→ **Text extract**
This atmospheric painting depicts the city of Hoorn from the south, the view that greeted sailors as they crossed the Zuiderzee toward this important North Holland port, a major center for trade to the Baltic, the West Indies, and the East Indies. A bank of clouds stretches across the late-afternoon sky, with only the water’s ripples and a gliding sailboat to suggest the gentle breezes passing over the broad roadstead. From the viewer’s low and distant vantage point, Hoorn’s distinctive city profile is barely distinguishable, with, from right to left, the towers of the Noorderkerk (the North Church, dedicated to the Virgin Mary), the Grote Kerk (the Great Church, dedicated to Saint John the Baptist), and the Oosterkerk (the East Church, dedicated to Saint Anthony) barely visible above the buildings facing the water. The steepled tower in the center of the painting, behind the stern of the East Indiaman, the large ship flying the Dutch flag, is the Hoofdtoren (Head Tower), a large stone defensive structure that marked the entrance to the harbor. A contemporaneous bird’s-eye-view map of Hoorn by Joan Blaeu shows the harbor filled with the masts of moored ships [fig. 1] [fig. 1] Joan Blaeu, View of Hoorn in Novum ac magnum theatrum vrbium Belgicae regiae, 1649, engraving on paper, National Gallery of Art Library, Washington, DC, J. Paul Getty Fund in Honor of Franklin Murphy.
Abraham de Verwer rendered the distant city with great delicacy, carefully articulating the individual buildings while at the same time blending their forms together with a brownish glaze. With thin black strokes of his brush he deftly silhouetted the dark masts of boats in the harbor against the blue-gray sky. He suggested the water’s expanse by modulating the way light reflects on its surface. Subtle tonal gradations from dark to light gently lead the eye back into the distance, while a remarkable and unusual combination of colors—reddish-ocher underlying an olive glaze—gives a translucent quality to the water in the foreground.

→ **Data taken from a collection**
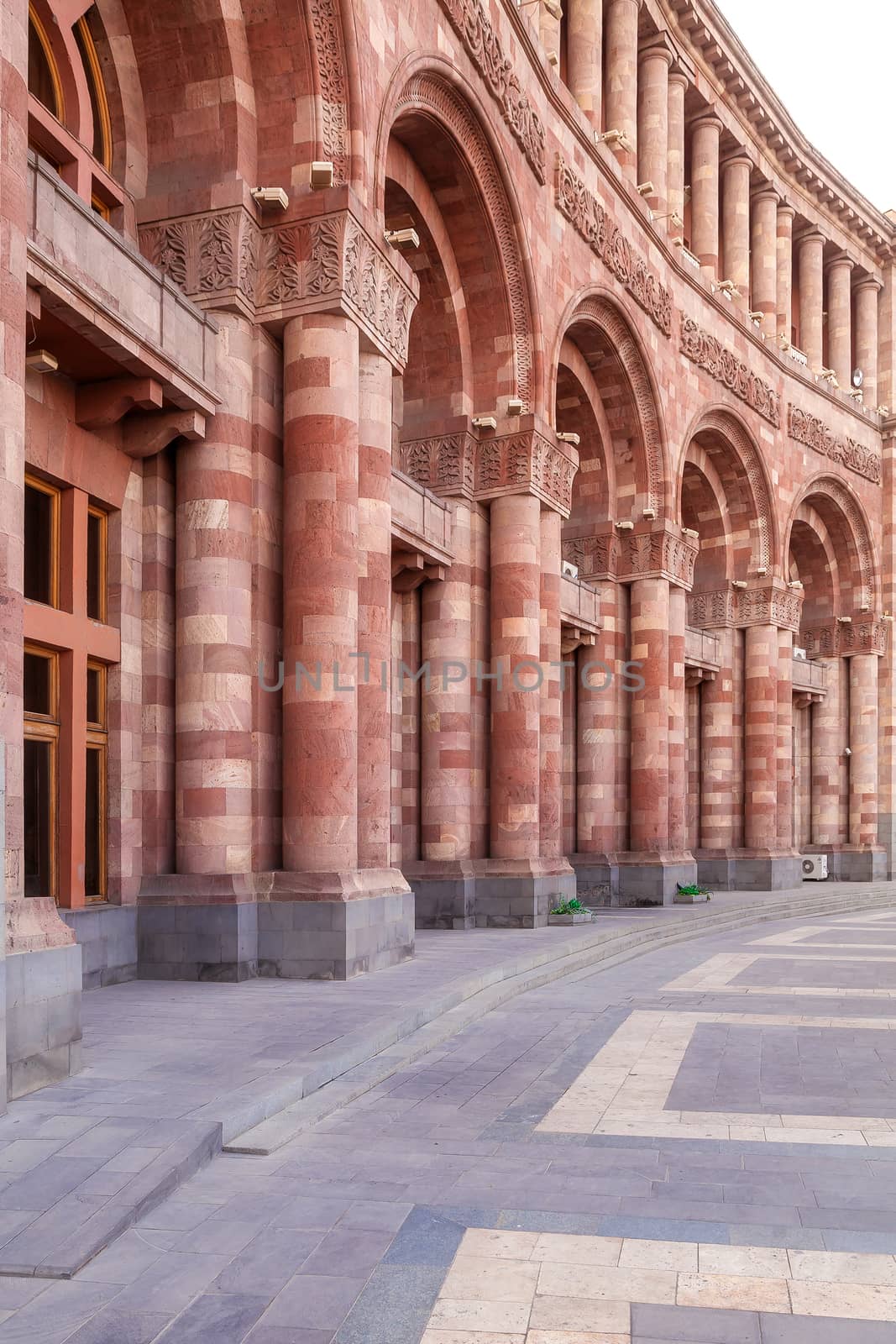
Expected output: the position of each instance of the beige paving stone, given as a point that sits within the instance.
(857, 1301)
(752, 1261)
(631, 1285)
(477, 1316)
(479, 1278)
(578, 1250)
(651, 1254)
(580, 1314)
(735, 1292)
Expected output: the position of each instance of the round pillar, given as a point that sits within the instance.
(621, 92)
(446, 710)
(718, 826)
(653, 123)
(705, 192)
(320, 593)
(763, 232)
(812, 289)
(785, 286)
(840, 316)
(649, 772)
(678, 87)
(867, 293)
(678, 723)
(516, 701)
(862, 743)
(551, 726)
(374, 609)
(214, 624)
(584, 55)
(735, 218)
(761, 737)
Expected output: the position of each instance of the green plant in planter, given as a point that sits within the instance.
(694, 889)
(569, 907)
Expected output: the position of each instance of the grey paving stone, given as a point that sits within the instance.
(394, 1308)
(315, 1301)
(694, 1326)
(217, 1319)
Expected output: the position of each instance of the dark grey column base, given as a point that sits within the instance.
(653, 878)
(107, 941)
(43, 1018)
(335, 940)
(597, 879)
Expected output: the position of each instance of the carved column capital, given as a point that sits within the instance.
(333, 262)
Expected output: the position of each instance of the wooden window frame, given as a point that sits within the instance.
(45, 727)
(55, 537)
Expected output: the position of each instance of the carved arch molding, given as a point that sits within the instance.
(602, 315)
(735, 434)
(427, 93)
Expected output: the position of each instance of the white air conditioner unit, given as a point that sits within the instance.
(815, 867)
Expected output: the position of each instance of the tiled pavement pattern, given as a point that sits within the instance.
(372, 1227)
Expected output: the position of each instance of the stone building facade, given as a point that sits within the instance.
(432, 481)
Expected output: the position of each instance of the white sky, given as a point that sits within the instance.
(833, 66)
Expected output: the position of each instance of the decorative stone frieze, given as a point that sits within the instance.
(813, 432)
(661, 553)
(226, 260)
(606, 241)
(443, 464)
(486, 54)
(864, 633)
(768, 604)
(526, 463)
(725, 366)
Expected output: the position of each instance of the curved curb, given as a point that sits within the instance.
(371, 1059)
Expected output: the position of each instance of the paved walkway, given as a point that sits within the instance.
(694, 1146)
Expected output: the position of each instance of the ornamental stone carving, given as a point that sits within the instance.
(526, 463)
(661, 553)
(813, 432)
(606, 241)
(443, 464)
(271, 275)
(721, 365)
(486, 54)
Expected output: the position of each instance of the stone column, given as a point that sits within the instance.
(551, 726)
(862, 743)
(598, 676)
(676, 167)
(584, 55)
(653, 123)
(785, 739)
(649, 774)
(763, 293)
(828, 759)
(812, 248)
(678, 722)
(13, 139)
(735, 222)
(867, 293)
(785, 286)
(840, 319)
(621, 92)
(320, 593)
(214, 605)
(718, 752)
(516, 648)
(374, 609)
(761, 738)
(705, 192)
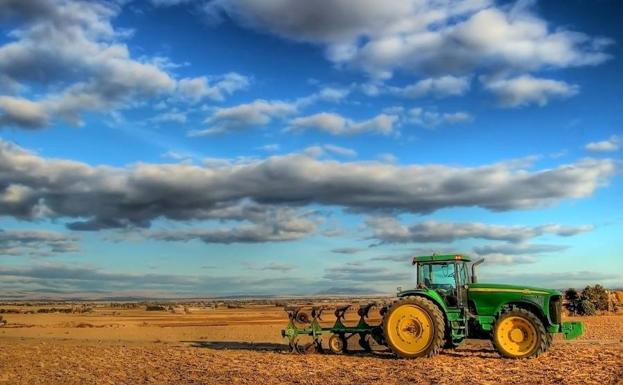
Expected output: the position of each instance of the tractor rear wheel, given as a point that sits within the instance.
(518, 333)
(414, 327)
(338, 343)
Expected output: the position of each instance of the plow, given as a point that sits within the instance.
(447, 306)
(308, 323)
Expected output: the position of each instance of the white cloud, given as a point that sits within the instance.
(36, 243)
(336, 124)
(32, 187)
(525, 90)
(426, 37)
(326, 94)
(255, 114)
(426, 118)
(390, 230)
(611, 144)
(73, 54)
(170, 117)
(195, 89)
(440, 87)
(330, 149)
(270, 147)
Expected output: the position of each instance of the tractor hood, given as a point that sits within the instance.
(502, 288)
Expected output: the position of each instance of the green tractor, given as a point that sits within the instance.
(447, 306)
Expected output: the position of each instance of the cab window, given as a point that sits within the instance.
(440, 276)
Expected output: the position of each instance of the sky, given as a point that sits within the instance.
(172, 148)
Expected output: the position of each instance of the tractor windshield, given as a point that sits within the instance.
(440, 277)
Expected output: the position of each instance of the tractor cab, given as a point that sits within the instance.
(448, 275)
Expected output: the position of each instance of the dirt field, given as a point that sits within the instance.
(243, 346)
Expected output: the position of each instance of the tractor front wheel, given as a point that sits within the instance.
(414, 327)
(518, 333)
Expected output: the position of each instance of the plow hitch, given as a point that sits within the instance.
(307, 323)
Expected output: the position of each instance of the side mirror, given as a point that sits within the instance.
(476, 263)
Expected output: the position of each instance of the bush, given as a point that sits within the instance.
(597, 295)
(585, 307)
(588, 302)
(572, 297)
(155, 308)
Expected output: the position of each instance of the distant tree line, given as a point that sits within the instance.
(588, 301)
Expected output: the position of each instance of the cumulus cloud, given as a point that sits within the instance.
(611, 144)
(261, 224)
(271, 266)
(62, 279)
(243, 116)
(71, 51)
(95, 197)
(359, 273)
(431, 119)
(518, 249)
(325, 94)
(72, 46)
(424, 37)
(329, 149)
(173, 116)
(347, 250)
(336, 124)
(36, 243)
(554, 279)
(390, 230)
(440, 87)
(525, 90)
(195, 89)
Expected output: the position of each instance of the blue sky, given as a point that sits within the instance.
(187, 148)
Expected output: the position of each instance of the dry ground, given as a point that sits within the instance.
(243, 346)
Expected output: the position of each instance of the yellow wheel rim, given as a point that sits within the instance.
(335, 344)
(517, 336)
(409, 329)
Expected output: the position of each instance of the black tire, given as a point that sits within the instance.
(338, 344)
(543, 338)
(438, 326)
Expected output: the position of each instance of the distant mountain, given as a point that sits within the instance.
(347, 291)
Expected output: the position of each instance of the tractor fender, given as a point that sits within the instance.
(428, 294)
(532, 307)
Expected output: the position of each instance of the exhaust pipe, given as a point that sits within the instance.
(476, 263)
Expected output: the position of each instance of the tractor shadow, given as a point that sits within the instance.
(461, 352)
(237, 345)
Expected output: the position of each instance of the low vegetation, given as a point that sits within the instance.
(590, 301)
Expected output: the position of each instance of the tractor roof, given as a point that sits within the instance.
(441, 258)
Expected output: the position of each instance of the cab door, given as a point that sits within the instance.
(461, 284)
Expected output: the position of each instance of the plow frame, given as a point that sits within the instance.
(339, 329)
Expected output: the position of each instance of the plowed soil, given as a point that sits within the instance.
(243, 346)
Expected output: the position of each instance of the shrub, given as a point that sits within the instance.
(597, 295)
(155, 308)
(588, 302)
(572, 297)
(585, 307)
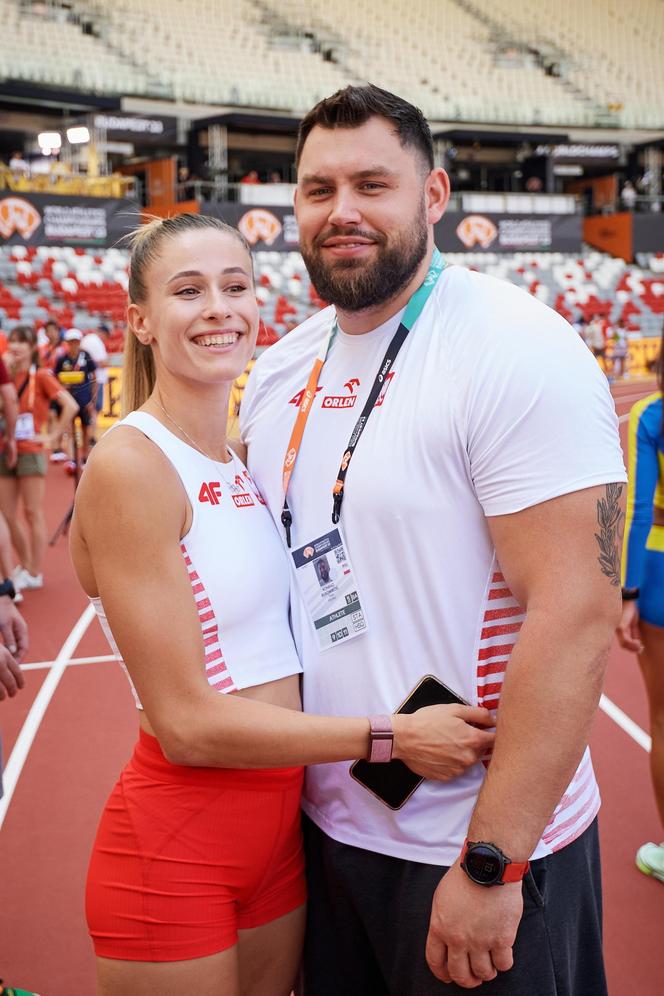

→ **Problems**
**A)** Answer these about the Hoorn painting description:
(i) Which church is dedicated to Saint Anthony?
(ii) What was the Hoofdtoren?
(iii) What combination of colors gives the water in the foreground its translucent quality?
**B)** Which churches does the Hoorn painting description name?
**C)** Repeat everything in the Hoorn painting description from "Abraham de Verwer" down to "in the foreground.".
None of the extracted lines are needed here.

→ **Solutions to the exercise**
**A)**
(i) The Oosterkerk (the East Church).
(ii) A large stone defensive structure that marked the entrance to the harbor.
(iii) Reddish-ocher underlying an olive glaze.

**B)**
- Noorderkerk (the North Church)
- Grote Kerk (the Great Church)
- Oosterkerk (the East Church)

**C)**
Abraham de Verwer rendered the distant city with great delicacy, carefully articulating the individual buildings while at the same time blending their forms together with a brownish glaze. With thin black strokes of his brush he deftly silhouetted the dark masts of boats in the harbor against the blue-gray sky. He suggested the water’s expanse by modulating the way light reflects on its surface. Subtle tonal gradations from dark to light gently lead the eye back into the distance, while a remarkable and unusual combination of colors—reddish-ocher underlying an olive glaze—gives a translucent quality to the water in the foreground.